** START **

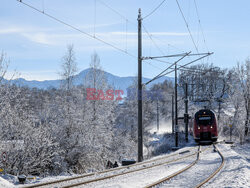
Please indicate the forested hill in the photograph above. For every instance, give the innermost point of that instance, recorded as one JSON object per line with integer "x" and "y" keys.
{"x": 116, "y": 81}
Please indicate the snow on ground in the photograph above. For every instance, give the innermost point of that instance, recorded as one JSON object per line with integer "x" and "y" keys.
{"x": 144, "y": 177}
{"x": 236, "y": 171}
{"x": 5, "y": 184}
{"x": 207, "y": 163}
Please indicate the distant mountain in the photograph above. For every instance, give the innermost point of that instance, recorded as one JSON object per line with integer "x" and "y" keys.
{"x": 116, "y": 81}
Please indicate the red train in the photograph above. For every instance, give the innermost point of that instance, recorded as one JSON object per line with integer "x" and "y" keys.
{"x": 205, "y": 126}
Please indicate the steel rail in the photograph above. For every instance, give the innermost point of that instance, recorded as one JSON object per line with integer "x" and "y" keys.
{"x": 174, "y": 174}
{"x": 100, "y": 172}
{"x": 123, "y": 173}
{"x": 216, "y": 171}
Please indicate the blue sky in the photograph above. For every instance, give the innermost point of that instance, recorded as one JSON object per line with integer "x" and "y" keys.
{"x": 35, "y": 44}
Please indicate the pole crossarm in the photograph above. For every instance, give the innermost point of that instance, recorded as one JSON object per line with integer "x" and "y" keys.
{"x": 159, "y": 75}
{"x": 175, "y": 55}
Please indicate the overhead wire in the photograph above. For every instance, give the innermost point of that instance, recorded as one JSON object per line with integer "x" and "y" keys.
{"x": 77, "y": 29}
{"x": 191, "y": 36}
{"x": 155, "y": 9}
{"x": 202, "y": 32}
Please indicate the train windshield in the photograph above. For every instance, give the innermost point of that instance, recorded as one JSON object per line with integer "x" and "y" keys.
{"x": 204, "y": 120}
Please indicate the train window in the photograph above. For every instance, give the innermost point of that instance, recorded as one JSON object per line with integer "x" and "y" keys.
{"x": 204, "y": 120}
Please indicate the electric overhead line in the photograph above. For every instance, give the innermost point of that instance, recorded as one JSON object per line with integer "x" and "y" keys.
{"x": 188, "y": 69}
{"x": 204, "y": 40}
{"x": 150, "y": 36}
{"x": 154, "y": 9}
{"x": 77, "y": 29}
{"x": 187, "y": 26}
{"x": 159, "y": 75}
{"x": 180, "y": 67}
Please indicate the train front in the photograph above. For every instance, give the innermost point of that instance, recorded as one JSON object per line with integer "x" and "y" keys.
{"x": 205, "y": 126}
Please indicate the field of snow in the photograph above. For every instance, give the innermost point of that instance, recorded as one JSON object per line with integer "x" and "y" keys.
{"x": 235, "y": 173}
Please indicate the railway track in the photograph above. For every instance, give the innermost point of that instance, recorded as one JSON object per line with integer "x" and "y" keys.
{"x": 70, "y": 182}
{"x": 161, "y": 181}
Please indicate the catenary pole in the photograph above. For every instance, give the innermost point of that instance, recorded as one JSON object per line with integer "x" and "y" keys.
{"x": 186, "y": 116}
{"x": 140, "y": 138}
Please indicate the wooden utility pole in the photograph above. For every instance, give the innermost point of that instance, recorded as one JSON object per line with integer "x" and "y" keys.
{"x": 140, "y": 138}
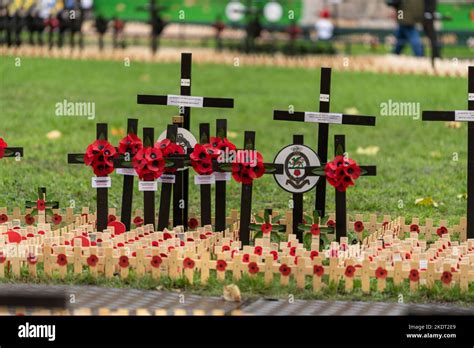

** END **

**Your goal:** Please return each line of the listing above that contains the word "overhead", copied unchanged.

**Exercise answer:**
Please indicate the overhead wire in the photograph above. For every instance, give the innermost point of that instance, recorded as one JSON object per line with integer "x" and "y" keys.
Please indicate the electric overhead line in the photograph above. For every instance, give the innermost point of that instance, recorded as one JSON object per line with integer "x" and "y" keys.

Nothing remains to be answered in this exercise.